According to the lecture text on philosophy, what does depth in philosophy bring men's minds about to?

= Text block =
____

WITH ESPECIAL REFERENCE TO GEOLOGY.

TWO LECTURES.

BY

L. W. GREEN, D.D.,

PRESIDENT OF HAMPDEN SIDNEY COLLEGE

I.

GENERAL SPIRIT OF MODERN PHILOSOPHY-MIRACLES-RECENT ORIGIN OF MAN-AND THE FINAL CONFLAGRATION.

THE spirit of infidelity is not the spirit of true philosophyintellectual, physical or moral. Doubt is to the mind what hunger is to the body-the stimulus which nature, or the God of nature, has provided to incite and prepare us for the enjoyment of healthy nutriment-but it is not that very nutriment itself. Habitual skepticism is intellectual disease-the atrophy of mind, the ordinary cause, the invariable symptom of mental inanition, or ill-digested knowledge-and bears the same relation to that calin love of truth, and scrutiny of evidence, which characterizes all large and healthy understandings, that the insane and insatiable craving of some dyspeptic patient, after stimulants and trash, bears to the discriminating relish and healthy appetite which belong to every vigorous and well-developed human frame. To doubt may be "the beginning of philosophy;" but devout and assured faith in God and nature-this is its glorious and triumphant consummation. Hence, of all those mighty men who have stood foremost in every department of inquiry-have enlarged the boundaries of knowledge-have fathomed the depths of the human understanding-unveiled the mysteries of nature-penetrated the infinitudes of space, or mastering the whole wide domain of matter and of mind, have given new laws to guide our investigations in either your Bacon, your Locke, your Newton, Leibnitz, Des Cartes, Euler, Kepler, Tycho Brache-of all those mighty men of old, who tower before us, there, upon the page of history, in their colossal grandeur and gigantic strength, high above all their fellows, the luminaries of their own age, and of all succeeding generations-scarce one has been an unbeliever. "I had rather believe all the fables of the Legend, the Shaster and the Koran," exclaims Lord Bacon, "than that this universal frame is without

a mind." And, in his "Advancement of Learning," "A little or superficial knowledge of philosophy may incline a man's mind to atheism; but depth in philosophy bringeth men's minds about to religion."

____

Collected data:
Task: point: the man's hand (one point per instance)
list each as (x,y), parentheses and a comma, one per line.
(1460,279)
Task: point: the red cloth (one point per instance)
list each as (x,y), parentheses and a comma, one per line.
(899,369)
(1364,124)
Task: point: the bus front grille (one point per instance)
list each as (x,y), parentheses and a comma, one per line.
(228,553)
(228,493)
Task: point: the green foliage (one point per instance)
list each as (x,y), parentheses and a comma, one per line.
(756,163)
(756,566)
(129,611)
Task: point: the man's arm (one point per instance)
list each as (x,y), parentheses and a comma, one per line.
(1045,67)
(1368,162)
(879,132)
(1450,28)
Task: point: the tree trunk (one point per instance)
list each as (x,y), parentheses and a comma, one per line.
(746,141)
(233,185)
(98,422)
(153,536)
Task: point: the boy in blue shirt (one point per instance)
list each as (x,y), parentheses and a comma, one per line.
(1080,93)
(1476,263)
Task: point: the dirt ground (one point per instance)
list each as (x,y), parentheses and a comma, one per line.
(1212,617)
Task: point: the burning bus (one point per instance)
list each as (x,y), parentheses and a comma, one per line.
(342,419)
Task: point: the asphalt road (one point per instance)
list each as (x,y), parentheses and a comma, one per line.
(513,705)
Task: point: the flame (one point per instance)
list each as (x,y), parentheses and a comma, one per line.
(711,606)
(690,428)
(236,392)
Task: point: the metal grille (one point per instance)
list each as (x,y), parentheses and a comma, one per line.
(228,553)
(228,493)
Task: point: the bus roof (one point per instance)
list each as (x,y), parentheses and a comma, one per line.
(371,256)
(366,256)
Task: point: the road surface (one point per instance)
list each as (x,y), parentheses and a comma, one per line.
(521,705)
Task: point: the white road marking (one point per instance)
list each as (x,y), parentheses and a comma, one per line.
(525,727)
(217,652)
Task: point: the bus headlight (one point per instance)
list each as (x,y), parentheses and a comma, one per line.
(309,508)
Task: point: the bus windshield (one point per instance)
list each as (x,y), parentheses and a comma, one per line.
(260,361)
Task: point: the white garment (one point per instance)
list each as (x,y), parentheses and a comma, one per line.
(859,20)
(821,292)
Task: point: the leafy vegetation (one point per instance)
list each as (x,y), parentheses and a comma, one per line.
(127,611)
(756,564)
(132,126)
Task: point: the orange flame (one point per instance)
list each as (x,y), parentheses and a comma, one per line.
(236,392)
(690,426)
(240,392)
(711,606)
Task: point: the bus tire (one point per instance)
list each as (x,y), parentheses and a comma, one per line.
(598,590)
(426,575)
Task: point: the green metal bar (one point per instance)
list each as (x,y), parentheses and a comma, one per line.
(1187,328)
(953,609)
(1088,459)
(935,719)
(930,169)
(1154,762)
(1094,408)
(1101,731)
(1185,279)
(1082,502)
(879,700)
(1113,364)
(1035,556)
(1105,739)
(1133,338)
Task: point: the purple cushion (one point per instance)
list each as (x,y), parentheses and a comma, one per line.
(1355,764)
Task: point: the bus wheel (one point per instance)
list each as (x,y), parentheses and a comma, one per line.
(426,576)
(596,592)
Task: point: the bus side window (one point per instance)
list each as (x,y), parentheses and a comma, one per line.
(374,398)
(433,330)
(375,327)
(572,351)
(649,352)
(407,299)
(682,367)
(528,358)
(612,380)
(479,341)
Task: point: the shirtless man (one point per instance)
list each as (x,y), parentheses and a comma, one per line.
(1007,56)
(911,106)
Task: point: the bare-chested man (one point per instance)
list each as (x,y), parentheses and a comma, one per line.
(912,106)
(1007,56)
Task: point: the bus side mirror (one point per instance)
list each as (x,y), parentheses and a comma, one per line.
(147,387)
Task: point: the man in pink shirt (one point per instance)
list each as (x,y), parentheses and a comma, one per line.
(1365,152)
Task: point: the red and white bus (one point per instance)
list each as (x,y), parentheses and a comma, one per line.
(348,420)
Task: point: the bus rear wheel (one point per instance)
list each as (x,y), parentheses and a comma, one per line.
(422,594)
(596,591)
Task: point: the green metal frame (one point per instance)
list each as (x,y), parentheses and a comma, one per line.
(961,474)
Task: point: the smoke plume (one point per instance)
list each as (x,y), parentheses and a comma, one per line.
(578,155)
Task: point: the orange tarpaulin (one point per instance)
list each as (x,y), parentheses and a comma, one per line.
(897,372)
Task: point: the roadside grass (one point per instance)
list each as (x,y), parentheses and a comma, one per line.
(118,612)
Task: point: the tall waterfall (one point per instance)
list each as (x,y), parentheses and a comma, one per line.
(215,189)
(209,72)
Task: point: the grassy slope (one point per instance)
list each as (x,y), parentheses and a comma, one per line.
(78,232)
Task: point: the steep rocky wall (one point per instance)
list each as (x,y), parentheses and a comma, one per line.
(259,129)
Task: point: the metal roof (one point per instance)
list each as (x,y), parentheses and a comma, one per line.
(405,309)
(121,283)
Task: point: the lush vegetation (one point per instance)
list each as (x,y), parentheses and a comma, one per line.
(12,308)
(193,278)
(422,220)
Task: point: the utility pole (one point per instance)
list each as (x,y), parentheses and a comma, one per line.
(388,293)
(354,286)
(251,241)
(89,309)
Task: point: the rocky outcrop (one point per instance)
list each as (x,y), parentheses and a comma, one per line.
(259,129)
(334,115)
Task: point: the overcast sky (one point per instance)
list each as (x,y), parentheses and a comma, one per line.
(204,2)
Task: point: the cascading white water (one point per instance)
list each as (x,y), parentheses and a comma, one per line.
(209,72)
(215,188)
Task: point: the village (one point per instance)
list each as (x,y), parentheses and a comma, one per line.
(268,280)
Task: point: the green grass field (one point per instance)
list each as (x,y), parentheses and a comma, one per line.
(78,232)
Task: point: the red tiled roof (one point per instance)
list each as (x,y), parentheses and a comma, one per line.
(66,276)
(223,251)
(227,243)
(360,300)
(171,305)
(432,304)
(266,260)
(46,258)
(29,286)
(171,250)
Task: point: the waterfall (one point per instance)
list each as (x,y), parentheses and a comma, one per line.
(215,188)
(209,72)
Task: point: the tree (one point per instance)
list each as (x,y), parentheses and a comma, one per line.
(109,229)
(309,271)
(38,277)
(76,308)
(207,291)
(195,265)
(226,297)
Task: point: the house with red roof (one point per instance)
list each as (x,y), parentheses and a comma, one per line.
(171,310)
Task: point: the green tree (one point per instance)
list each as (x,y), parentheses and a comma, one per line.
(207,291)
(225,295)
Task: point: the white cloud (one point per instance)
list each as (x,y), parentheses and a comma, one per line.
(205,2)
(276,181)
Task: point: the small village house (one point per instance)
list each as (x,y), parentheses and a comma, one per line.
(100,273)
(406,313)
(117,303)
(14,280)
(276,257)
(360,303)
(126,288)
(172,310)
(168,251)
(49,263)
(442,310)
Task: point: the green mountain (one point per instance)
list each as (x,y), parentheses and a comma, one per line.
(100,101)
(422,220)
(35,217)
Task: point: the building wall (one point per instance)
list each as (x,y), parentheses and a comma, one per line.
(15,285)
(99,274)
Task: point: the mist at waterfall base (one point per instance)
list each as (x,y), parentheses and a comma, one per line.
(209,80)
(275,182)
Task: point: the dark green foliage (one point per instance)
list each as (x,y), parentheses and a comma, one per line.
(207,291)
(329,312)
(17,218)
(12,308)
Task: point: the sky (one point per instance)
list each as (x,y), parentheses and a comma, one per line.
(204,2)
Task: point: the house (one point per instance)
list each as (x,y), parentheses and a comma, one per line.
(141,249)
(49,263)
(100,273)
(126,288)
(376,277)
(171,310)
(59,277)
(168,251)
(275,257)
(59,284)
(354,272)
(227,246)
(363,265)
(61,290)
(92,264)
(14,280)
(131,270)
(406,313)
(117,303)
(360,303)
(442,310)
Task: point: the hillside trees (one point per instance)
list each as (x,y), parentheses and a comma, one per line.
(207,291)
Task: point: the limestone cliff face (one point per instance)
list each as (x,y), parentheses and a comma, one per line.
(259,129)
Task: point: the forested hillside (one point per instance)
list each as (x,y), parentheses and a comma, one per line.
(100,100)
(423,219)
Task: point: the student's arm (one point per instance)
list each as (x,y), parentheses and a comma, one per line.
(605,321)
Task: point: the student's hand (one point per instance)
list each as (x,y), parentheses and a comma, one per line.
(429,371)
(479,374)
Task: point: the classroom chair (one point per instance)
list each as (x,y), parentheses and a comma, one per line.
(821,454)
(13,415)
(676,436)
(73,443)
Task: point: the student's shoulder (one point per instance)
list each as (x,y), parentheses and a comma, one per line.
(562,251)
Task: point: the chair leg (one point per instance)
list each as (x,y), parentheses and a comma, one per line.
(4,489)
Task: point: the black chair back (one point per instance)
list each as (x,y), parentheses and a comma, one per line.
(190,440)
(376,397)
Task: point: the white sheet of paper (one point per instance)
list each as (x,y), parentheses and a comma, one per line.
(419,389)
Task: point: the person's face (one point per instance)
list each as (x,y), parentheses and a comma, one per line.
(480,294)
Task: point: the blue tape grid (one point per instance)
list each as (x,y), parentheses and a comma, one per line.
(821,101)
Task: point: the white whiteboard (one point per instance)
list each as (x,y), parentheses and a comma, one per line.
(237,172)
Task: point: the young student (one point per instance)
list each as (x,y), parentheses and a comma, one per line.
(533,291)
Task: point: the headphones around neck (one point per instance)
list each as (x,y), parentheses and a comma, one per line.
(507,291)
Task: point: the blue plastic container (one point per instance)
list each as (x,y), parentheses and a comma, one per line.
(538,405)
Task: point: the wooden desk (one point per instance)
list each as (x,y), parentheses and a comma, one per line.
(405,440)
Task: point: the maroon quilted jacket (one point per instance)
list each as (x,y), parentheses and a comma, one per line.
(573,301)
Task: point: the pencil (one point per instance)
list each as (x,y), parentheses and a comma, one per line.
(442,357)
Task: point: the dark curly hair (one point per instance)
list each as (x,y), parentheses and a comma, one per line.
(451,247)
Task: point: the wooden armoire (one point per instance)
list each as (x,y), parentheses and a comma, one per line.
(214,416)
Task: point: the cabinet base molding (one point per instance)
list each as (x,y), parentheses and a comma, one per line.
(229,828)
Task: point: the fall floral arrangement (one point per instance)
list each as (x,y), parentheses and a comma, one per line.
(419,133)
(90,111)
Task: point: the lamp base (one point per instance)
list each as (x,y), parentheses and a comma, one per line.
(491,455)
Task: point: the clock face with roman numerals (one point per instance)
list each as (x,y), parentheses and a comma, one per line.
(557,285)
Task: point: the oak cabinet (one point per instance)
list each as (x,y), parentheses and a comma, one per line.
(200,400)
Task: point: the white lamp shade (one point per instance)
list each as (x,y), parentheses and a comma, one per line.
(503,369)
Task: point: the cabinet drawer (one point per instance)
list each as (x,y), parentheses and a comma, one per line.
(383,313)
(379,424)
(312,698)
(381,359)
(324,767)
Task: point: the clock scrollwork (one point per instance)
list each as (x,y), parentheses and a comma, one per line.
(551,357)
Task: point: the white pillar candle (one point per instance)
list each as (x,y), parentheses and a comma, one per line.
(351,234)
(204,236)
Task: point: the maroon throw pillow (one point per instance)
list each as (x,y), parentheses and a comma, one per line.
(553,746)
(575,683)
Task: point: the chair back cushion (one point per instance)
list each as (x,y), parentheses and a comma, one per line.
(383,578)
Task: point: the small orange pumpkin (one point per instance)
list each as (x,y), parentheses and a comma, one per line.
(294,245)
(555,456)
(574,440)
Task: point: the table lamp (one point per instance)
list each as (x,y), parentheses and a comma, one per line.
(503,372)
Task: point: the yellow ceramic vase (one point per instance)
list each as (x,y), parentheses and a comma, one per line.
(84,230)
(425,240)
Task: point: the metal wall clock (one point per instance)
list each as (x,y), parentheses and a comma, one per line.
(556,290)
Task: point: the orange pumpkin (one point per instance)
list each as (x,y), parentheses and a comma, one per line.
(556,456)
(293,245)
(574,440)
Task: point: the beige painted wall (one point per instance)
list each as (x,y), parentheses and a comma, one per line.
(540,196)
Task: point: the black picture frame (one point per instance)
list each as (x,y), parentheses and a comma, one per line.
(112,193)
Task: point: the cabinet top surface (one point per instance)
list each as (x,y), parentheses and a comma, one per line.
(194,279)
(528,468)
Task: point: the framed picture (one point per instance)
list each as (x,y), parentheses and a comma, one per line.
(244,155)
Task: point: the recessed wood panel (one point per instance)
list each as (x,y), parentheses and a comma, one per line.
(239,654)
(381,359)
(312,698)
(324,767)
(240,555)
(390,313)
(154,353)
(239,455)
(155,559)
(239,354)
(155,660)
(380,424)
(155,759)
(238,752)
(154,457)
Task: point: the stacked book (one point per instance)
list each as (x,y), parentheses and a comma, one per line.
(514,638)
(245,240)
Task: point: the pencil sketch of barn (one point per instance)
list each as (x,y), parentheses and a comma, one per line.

____

= Result for this exercise =
Religion.